» PROBLEM TO SOLVE:
Reproduce, exactly, the lines of the material below from the line containing "Target: chestnut horse" through the line containing "Target: red and white sign", with both end lines included and nothing else.

» DATA TO USE:

=== Section Start ===

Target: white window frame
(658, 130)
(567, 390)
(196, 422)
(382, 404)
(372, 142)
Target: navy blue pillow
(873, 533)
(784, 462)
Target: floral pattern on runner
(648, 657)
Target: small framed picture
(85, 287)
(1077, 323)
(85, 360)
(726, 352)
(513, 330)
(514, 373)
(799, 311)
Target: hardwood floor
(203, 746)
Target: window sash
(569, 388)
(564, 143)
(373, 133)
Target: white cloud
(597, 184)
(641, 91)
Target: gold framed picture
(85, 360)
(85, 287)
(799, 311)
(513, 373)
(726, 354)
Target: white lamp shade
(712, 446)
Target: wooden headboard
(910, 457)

=== Section End ===
=== Section Start ===

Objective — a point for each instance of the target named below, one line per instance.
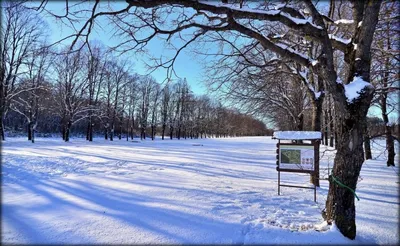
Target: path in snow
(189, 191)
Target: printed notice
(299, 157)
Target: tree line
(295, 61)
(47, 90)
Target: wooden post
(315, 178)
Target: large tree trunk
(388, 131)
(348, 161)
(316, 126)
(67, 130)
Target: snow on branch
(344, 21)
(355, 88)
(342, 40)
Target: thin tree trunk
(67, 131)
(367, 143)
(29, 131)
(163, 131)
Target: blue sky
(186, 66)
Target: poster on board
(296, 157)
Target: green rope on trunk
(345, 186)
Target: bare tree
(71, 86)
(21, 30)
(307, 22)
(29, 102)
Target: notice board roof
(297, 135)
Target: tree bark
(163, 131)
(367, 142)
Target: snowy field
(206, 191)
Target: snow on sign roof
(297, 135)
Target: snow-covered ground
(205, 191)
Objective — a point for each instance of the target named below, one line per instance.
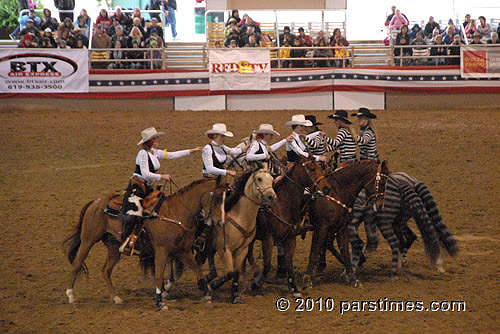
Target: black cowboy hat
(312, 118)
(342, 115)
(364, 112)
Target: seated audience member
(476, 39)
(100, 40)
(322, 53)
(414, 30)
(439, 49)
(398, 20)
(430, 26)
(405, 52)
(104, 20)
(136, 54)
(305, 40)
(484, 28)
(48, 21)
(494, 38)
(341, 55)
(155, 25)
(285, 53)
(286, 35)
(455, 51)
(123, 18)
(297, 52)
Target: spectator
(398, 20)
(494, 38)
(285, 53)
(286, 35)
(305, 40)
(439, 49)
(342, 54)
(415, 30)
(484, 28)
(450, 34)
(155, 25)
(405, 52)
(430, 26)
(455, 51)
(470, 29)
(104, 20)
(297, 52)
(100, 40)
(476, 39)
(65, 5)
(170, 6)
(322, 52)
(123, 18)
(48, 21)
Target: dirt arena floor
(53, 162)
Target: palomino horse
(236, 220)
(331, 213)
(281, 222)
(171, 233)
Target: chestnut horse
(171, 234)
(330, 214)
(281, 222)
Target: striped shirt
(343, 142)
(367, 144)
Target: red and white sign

=== Section End ===

» EXERCISE OUTPUT:
Target: chestnut horse
(171, 234)
(330, 214)
(281, 222)
Target: striped shirt
(343, 142)
(367, 144)
Target: red and white sign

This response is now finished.